>> Begin
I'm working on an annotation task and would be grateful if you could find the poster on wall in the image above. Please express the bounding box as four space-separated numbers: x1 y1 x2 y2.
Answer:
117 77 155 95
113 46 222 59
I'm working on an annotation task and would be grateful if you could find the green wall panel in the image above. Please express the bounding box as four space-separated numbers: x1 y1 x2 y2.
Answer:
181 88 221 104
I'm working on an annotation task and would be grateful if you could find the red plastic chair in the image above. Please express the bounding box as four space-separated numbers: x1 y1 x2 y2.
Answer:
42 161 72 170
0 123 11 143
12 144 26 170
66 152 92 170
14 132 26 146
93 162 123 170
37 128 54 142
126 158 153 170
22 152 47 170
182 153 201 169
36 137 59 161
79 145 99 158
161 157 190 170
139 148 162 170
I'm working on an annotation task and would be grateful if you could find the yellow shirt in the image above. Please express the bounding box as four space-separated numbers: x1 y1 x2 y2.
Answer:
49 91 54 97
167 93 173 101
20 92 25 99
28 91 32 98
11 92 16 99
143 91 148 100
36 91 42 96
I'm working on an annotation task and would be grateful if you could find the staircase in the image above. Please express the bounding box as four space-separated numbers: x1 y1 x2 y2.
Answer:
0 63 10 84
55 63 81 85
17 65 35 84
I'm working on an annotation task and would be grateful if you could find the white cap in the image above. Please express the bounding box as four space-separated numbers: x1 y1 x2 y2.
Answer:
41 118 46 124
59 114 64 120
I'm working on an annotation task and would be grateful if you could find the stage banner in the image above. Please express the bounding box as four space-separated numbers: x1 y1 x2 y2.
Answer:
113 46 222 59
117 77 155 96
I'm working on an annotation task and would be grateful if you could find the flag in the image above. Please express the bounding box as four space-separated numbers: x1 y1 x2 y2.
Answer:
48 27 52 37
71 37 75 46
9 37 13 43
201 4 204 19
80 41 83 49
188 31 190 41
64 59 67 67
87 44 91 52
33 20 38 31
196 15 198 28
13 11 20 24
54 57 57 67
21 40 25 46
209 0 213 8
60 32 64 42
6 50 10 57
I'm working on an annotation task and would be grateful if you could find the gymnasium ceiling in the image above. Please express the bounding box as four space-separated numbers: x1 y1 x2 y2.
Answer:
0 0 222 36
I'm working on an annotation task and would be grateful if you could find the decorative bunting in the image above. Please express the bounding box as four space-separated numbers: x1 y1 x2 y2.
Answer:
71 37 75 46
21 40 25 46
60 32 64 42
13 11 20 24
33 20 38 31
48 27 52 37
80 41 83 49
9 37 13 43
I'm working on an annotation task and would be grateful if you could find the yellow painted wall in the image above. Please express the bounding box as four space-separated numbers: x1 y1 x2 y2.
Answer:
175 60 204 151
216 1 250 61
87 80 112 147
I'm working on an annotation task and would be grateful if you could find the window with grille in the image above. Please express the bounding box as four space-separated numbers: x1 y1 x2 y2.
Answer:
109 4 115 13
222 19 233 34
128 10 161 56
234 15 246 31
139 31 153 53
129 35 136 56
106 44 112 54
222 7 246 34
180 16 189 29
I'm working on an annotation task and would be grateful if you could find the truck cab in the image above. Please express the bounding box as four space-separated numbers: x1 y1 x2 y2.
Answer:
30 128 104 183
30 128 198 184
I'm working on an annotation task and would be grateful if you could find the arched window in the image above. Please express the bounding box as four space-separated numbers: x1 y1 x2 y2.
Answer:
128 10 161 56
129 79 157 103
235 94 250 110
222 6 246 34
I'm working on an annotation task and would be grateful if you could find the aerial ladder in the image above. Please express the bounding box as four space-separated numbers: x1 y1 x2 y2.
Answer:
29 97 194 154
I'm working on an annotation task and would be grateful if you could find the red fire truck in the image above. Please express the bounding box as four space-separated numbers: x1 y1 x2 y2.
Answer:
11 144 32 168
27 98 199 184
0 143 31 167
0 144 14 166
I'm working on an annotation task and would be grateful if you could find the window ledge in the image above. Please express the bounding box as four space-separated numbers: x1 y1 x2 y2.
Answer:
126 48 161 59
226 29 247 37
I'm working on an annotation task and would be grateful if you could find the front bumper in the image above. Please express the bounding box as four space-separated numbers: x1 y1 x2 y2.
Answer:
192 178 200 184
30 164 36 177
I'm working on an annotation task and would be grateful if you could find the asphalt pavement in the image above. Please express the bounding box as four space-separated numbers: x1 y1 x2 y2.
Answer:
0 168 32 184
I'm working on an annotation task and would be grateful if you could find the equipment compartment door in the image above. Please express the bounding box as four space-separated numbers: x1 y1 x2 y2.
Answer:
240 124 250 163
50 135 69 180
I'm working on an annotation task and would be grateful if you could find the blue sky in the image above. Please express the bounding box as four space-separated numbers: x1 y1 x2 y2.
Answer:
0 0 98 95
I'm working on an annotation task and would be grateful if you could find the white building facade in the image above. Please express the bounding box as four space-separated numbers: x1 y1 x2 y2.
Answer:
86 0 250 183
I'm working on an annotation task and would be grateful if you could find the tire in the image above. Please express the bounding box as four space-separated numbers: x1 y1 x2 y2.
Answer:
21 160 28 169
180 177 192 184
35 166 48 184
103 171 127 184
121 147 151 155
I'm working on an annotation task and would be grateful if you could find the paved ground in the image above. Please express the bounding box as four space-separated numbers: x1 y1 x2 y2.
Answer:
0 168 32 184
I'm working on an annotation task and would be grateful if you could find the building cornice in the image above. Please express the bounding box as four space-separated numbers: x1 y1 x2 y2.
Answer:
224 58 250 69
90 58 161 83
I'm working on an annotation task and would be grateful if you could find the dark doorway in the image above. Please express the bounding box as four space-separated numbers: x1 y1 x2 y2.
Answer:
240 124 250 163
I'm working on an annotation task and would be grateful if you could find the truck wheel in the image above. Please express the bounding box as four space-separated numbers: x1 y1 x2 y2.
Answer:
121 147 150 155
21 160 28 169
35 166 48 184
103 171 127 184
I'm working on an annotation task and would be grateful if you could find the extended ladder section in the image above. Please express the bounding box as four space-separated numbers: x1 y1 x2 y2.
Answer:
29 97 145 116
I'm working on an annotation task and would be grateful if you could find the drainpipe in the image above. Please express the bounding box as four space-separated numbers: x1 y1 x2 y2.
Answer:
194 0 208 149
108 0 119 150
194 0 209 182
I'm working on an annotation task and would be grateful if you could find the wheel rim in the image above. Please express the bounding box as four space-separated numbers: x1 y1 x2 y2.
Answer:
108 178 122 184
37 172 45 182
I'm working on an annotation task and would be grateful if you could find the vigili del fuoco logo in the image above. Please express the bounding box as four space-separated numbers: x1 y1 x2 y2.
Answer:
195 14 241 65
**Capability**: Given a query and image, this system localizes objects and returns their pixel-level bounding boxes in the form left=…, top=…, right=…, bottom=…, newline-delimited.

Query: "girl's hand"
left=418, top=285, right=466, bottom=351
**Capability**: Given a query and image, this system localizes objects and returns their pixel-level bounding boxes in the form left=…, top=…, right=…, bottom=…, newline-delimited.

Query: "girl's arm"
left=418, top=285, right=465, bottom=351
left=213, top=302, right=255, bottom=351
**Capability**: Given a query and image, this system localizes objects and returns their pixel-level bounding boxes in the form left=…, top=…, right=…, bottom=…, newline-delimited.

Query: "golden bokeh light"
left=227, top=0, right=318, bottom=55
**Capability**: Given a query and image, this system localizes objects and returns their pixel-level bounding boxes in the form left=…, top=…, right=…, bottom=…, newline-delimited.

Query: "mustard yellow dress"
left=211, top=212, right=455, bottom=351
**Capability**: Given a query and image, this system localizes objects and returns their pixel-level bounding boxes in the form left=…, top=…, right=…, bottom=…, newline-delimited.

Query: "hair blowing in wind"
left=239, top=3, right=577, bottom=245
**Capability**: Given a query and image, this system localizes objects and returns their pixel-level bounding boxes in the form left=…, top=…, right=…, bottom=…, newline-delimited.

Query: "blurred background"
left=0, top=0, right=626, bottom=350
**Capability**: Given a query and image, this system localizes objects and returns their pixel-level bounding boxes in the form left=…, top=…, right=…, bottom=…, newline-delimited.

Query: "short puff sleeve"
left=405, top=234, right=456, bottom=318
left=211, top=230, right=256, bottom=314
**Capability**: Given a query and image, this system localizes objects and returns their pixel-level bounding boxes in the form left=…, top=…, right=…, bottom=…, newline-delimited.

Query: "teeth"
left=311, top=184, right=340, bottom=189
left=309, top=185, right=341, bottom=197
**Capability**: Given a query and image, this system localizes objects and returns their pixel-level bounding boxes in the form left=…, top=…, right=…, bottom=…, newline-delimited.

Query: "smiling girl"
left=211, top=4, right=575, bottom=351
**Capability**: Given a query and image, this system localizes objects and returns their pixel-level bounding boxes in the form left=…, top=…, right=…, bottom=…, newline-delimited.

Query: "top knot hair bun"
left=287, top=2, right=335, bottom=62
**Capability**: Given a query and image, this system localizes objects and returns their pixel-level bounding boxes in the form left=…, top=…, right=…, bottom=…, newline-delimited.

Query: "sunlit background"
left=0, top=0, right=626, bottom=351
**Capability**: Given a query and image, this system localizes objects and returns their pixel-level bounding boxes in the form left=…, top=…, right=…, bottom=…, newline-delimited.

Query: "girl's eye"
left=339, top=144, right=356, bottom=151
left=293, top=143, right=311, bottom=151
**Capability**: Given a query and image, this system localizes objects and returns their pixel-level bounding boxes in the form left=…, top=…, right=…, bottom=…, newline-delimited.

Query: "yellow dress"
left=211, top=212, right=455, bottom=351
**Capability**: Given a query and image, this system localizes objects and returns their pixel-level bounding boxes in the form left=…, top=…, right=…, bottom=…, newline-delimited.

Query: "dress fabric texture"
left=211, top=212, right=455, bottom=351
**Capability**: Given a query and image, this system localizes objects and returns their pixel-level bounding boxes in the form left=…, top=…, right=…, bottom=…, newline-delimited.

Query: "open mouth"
>> End
Reproduce the stretch from the line containing "the red plastic" through the line containing "139 148 162 170", switching "chair" to "seat" and leaving everything else unchanged.

• Exercise solution:
I'm working on an annotation task and would be grateful if you could find the red plastic seat in the image above. Please express the bounding box as four space-separated numbers: x1 y1 x2 y2.
Answer:
42 161 72 170
0 123 11 143
12 144 26 170
66 152 92 170
14 132 26 146
93 162 123 170
37 128 54 142
126 158 153 170
22 152 47 170
182 153 201 169
36 137 59 161
79 145 99 158
161 157 190 170
139 148 162 170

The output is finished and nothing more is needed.